TASK GOAL: Reproduce the column on 39 years of economic journalism word for word, from its title through its final sentence.

----- DOCUMENT PASSAGE

What I've taken 39 years to learn

Keynes was wrong. He famously said that in the long run we are all dead. But since last week I've been an economic journalist for 39 years and I'm still alive to tell the tale. On Wednesday I turn 65, but I'm enjoying the eternal short run too much to want to retire.

I'm hoping to keep hanging around until it's obvious I've worn out my welcome with the readers or with my boss, but I doubt I'd stay long were Fairfax to fall into the hands of people who lacked a commitment to the preservation of quality independent journalism.

Scholars argue over what Keynes meant by that aphorism. Like many such quotes, people use it to mean whatever suits them. I've always taken it to mean we should focus on managing the short-run fluctuations in demand (spending) and not worry about the supply (production) side of the economy, which neo-classical economics teaches can change only in the long run.

If that's what Keynes meant then he WAS wrong. As he well knew, the long run of economic theory isn't long enough for many of us to have died. But if you ignore the supply side for long enough it starts to malfunction, and this inevitably makes it harder to manage the demand side and keep unemployment and inflation low.

That's the point we'd got to when I started as an economic journalist in the mid-1970s: both inflation and unemployment were out of control - here and throughout the developed world - and economists were at a loss to know what to do about it.

In the end Australians stumbled on the solution half by accident. Paul Keating championed a program of extensive supply-side reform (he called it "micro-economic reform") and Johns Hewson and Howard supported him. This reform intensified the competition in many of our industries, reducing firms' pricing power and unions' bargaining power and making the economy much less inflation-prone. With inflation back under control by the early '90s, we slowly ground the official unemployment rate down to 5 per cent or so.

----------
----- LISTED RECORDS

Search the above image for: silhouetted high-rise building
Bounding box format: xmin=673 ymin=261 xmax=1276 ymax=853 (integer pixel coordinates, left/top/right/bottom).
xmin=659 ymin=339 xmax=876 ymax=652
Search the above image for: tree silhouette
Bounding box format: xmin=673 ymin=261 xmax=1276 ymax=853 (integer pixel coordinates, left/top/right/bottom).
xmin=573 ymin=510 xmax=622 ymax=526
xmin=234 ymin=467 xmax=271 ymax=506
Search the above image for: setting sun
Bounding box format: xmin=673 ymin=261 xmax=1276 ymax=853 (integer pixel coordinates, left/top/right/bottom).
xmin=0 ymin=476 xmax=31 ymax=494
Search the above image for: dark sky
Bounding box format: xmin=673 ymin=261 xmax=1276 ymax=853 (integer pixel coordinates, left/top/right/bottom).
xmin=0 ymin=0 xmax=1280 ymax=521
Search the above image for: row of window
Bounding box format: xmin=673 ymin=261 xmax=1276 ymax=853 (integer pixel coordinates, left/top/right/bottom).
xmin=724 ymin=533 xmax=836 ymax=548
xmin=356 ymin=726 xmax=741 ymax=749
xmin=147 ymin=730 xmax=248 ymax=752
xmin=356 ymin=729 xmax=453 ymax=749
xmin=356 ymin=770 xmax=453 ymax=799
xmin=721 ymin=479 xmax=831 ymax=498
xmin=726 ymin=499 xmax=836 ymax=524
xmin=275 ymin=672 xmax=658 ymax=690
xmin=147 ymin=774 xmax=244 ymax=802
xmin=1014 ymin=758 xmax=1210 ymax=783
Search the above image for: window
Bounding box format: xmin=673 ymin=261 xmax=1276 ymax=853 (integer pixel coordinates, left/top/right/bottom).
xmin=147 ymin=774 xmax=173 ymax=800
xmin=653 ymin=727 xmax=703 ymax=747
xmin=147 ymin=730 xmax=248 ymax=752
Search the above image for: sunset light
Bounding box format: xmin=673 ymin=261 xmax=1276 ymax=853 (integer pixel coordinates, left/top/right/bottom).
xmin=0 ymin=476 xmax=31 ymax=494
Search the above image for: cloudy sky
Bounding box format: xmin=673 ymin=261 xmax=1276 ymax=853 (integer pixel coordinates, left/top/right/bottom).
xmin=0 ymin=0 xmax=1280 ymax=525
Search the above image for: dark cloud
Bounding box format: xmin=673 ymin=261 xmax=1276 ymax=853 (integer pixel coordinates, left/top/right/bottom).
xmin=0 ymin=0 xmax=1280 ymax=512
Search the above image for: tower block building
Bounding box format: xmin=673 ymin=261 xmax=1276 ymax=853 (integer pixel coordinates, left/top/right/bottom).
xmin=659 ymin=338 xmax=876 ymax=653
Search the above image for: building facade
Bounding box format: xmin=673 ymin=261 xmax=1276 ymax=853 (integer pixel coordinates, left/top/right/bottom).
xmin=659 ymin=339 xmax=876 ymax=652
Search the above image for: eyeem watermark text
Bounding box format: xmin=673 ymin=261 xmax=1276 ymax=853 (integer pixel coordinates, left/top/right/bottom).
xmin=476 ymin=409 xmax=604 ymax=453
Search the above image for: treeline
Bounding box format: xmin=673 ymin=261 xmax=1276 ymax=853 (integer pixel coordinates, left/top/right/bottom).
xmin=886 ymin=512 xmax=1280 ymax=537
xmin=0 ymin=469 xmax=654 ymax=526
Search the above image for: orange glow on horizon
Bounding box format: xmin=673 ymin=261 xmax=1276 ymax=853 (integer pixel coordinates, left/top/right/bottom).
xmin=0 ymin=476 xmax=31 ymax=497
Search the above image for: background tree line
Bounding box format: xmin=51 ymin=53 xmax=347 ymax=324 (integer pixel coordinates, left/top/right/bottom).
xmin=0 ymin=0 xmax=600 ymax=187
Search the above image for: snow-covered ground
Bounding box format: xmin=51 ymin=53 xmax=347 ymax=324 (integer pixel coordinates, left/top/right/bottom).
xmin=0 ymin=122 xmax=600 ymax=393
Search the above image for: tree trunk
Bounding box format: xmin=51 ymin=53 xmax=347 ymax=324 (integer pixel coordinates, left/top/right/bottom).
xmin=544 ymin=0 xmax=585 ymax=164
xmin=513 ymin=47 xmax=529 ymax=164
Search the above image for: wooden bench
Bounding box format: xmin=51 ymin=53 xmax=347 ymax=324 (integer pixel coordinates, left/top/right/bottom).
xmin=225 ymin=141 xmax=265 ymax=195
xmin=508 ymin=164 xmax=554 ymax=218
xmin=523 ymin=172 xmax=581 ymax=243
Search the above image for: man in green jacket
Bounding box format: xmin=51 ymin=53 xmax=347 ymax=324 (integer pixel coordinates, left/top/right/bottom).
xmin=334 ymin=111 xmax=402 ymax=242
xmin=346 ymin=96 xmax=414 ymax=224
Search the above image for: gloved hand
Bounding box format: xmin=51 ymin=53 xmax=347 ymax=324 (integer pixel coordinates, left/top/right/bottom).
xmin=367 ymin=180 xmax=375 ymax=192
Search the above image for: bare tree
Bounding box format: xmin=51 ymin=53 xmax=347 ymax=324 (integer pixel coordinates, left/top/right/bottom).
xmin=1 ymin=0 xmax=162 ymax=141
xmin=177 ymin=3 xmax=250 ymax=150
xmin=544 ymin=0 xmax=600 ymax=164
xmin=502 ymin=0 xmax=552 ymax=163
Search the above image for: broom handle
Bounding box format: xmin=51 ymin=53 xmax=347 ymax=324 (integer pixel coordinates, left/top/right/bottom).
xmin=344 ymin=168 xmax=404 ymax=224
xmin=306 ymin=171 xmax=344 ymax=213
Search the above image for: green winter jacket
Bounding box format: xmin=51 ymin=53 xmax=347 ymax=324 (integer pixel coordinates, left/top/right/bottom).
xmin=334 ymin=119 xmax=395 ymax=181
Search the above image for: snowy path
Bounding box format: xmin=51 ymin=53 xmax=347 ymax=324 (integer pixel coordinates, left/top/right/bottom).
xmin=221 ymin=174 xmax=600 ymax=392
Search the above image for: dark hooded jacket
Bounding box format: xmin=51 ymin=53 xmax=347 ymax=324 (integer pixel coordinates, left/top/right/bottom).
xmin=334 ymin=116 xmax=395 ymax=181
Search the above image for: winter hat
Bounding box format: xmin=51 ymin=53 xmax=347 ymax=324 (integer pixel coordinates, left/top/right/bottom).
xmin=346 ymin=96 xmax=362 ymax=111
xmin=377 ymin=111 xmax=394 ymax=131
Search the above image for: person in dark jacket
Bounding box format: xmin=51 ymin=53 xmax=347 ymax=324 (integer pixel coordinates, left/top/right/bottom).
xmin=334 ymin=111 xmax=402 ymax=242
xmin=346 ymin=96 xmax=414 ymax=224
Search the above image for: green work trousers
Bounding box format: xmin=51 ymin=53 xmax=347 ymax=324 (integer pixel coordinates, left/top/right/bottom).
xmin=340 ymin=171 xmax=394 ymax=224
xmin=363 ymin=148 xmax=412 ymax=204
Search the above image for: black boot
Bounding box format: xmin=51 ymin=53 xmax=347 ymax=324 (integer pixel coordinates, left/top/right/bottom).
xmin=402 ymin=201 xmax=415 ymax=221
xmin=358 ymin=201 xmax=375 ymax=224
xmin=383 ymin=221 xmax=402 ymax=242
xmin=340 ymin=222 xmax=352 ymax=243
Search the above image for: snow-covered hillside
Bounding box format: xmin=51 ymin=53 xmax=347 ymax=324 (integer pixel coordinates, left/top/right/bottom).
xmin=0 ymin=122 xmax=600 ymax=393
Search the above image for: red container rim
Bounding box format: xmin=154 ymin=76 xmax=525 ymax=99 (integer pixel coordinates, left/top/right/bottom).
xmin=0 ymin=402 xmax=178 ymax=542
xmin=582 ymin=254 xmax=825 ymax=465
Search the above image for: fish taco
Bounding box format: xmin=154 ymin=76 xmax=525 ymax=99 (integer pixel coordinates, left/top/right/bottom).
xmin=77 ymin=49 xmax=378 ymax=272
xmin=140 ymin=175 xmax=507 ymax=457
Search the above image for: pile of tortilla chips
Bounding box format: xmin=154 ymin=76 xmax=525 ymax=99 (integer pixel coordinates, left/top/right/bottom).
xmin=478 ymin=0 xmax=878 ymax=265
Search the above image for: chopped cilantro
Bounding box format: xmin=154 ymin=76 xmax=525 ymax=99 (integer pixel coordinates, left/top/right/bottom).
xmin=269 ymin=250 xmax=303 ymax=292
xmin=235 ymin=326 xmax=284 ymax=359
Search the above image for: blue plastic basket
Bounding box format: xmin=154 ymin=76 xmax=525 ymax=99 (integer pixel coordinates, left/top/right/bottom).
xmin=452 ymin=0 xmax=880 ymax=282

----------

FULL SOLUTION:
What I've taken 39 years to learn

Keynes was wrong. He famously said that in the long run we are all dead. But since last week I've been an economic journalist for 39 years and I'm still alive to tell the tale. On Wednesday I turn 65, but I'm enjoying the eternal short run too much to want to retire.

I'm hoping to keep hanging around until it's obvious I've worn out my welcome with the readers or with my boss, but I doubt I'd stay long were Fairfax to fall into the hands of people who lacked a commitment to the preservation of quality independent journalism.

Scholars argue over what Keynes meant by that aphorism. Like many such quotes, people use it to mean whatever suits them. I've always taken it to mean we should focus on managing the short-run fluctuations in demand (spending) and not worry about the supply (production) side of the economy, which neo-classical economics teaches can change only in the long run.

If that's what Keynes meant then he WAS wrong. As he well knew, the long run of economic theory isn't long enough for many of us to have died. But if you ignore the supply side for long enough it starts to malfunction, and this inevitably makes it harder to manage the demand side and keep unemployment and inflation low.

That's the point we'd got to when I started as an economic journalist in the mid-1970s: both inflation and unemployment were out of control - here and throughout the developed world - and economists were at a loss to know what to do about it.

In the end Australians stumbled on the solution half by accident. Paul Keating championed a program of extensive supply-side reform (he called it "micro-economic reform") and Johns Hewson and Howard supported him. This reform intensified the competition in many of our industries, reducing firms' pricing power and unions' bargaining power and making the economy much less inflation-prone. With inflation back under control by the early '90s, we slowly ground the official unemployment rate down to 5 per cent or so.